> _Problem to solve_: Return the records from the first line through the line containing "Target: black locomotive", and leave out the pictures.

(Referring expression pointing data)
§ §

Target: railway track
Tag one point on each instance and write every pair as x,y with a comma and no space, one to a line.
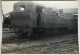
51,44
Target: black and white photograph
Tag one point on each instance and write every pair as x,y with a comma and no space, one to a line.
39,27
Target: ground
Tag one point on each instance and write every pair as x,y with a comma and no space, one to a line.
57,44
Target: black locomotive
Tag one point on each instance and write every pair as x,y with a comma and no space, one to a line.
29,19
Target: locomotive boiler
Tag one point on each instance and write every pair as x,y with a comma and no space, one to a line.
28,18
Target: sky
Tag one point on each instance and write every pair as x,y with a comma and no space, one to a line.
7,6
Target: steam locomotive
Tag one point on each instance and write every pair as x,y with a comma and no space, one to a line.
28,18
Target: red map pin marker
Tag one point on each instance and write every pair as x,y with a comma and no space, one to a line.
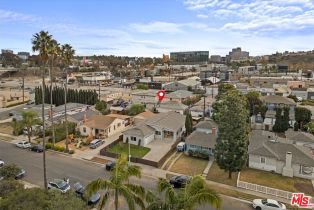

§ §

> _Response_:
Target: railway track
Tag one point on each instance and write every pair as x,y with a comma and no space, one to a line.
51,44
Target: black and white photograph
Tag one point on each instance and write every pair as x,y with a comma and no space, one to a line.
39,27
Target: ground
Tag one point on each instance and write every pair as x,y with a comma and no space, one to a line.
57,44
Target: black locomotive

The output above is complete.